TO DO >>
Continue the forum thread about the Eddie Sachs Memorial Slot Car Day from where it stops.

=== SOURCE PASSAGE ===

# Eddie Sachs Memorial Slot Car Day - June 2, 2018



## dreese (Mar 12, 2005)

America On Wheels Museum - 5 North Front Street, Allentown PA, 18102

Vendors will be selling all sorts of slot car items for collectors, racers, and newbies. Vendors will include Harry Nonnemaker, Doug Keys, Bob "Mr. Aurora" Beers, Dennis "Partspig" Sieck, and Chris "Dr. Oogan" DeAngelis. ECHORR will be sanctioning racing of HO slot cars in our Orientation Theater culminating in the race for the Eddie Sachs Memorial Award. All activities are included with normal museum admission.

More details will follow as we get closer to the event including the posting of the vendor registration sheets.


----------



## dreese (Mar 12, 2005)

=== DATA ===

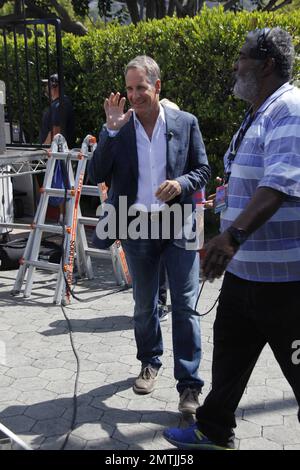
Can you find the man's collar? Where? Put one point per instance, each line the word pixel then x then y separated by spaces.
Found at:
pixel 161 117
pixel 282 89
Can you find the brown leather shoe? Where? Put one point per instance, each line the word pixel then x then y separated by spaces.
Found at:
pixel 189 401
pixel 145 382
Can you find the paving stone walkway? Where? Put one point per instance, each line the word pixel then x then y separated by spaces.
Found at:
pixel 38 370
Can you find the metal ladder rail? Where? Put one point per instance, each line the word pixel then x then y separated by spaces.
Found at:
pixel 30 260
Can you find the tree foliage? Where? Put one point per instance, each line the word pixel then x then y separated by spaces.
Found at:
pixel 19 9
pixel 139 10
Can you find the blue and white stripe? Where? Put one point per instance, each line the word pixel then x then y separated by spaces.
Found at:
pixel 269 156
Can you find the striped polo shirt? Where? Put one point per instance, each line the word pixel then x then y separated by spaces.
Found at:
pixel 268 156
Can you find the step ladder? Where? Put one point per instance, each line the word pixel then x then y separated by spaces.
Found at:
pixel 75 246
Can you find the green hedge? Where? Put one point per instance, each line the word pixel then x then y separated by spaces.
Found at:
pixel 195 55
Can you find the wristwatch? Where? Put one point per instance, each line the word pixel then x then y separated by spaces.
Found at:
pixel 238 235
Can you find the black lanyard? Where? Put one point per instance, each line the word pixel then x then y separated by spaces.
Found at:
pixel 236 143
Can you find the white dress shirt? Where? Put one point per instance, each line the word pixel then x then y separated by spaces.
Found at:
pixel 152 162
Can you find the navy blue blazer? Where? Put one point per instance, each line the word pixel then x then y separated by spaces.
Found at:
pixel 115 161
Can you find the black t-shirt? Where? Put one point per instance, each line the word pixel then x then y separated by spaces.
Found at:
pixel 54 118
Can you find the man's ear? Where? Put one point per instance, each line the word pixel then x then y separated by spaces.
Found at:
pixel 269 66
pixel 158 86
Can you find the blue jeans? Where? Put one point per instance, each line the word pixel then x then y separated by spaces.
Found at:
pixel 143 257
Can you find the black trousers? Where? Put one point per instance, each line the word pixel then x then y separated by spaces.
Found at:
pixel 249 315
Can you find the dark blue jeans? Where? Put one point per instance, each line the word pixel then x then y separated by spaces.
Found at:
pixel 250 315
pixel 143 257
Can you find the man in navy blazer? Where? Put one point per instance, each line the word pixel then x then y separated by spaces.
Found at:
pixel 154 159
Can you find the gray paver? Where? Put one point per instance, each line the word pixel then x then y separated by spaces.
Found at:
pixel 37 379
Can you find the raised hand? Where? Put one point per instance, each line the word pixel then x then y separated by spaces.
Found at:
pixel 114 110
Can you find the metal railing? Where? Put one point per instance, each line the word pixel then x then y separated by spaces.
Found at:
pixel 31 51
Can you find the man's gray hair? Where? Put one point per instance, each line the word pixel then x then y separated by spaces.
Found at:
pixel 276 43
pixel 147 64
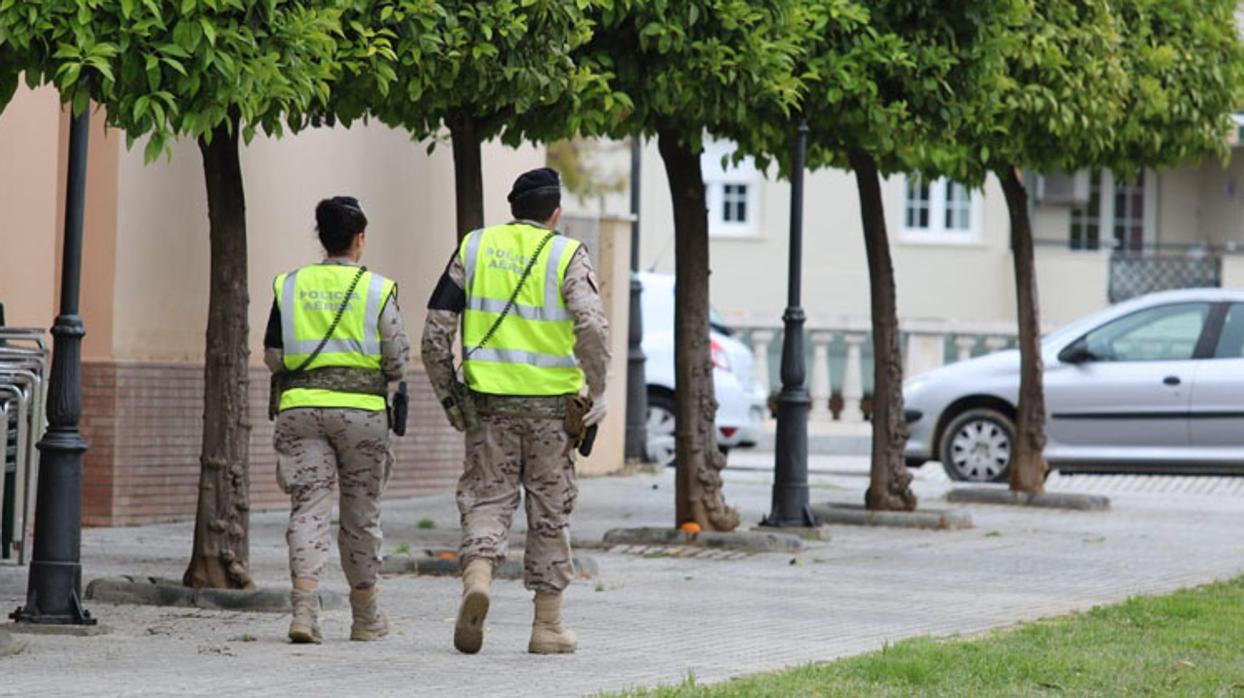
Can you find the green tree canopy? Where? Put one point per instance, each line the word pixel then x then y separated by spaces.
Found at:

===

RESPONSE >>
June 2, 2018 is the next chapter in the attempt to beat Henry Harnish in the ECHORR Indy Race for the Eddie Sachs Memorial Award. Vendors will be set up in the Long Haul/Art Gallery where we now have permanently installed a four lane routed track where buyers can test their cars, or kids of all ages can race slot cars during special events. The current exhibit is being installed the week, and will be at America On Wheels during this event: "Cars of Rick Hendrick". I have posted some photos of the partial installation at https://www.flickr.com/photos/brooklands/albums/72157695351355985, and more will appear after the official opening on April 15. Vendors are still welcome and you can get the registration form at http://www.reesed.com/AOW/2018Vendors.pdf. Join our big day of slot cars in a world class transportation museum.


----------



## alpink (Aug 22, 2010)

looking forward to this event


----------



## wheelszk (Jul 8, 2006)

Made it to the final last year,hope to be there again.


----------



## dreese (Mar 12, 2005)

Doors open at America On Wheels at 10AM on Saturday, June 2 for the Eddie Sachs Memorial Slot Car Day. There will be a Morning Brew car cruise in the parking lot from 8AM till 10 as well. Our routed slot car track is now ready to use in the Long Haul/Art Gallery on the second floor where you can run some laps with our cars or yours. Al Pink will have his drag strip ready for racing too. And the display of "Cars of Rick Hendrick" is open in our changing gallery.
See you there.


----------



## alpink (Aug 22, 2010)

*show time*

today at slot show in the museum.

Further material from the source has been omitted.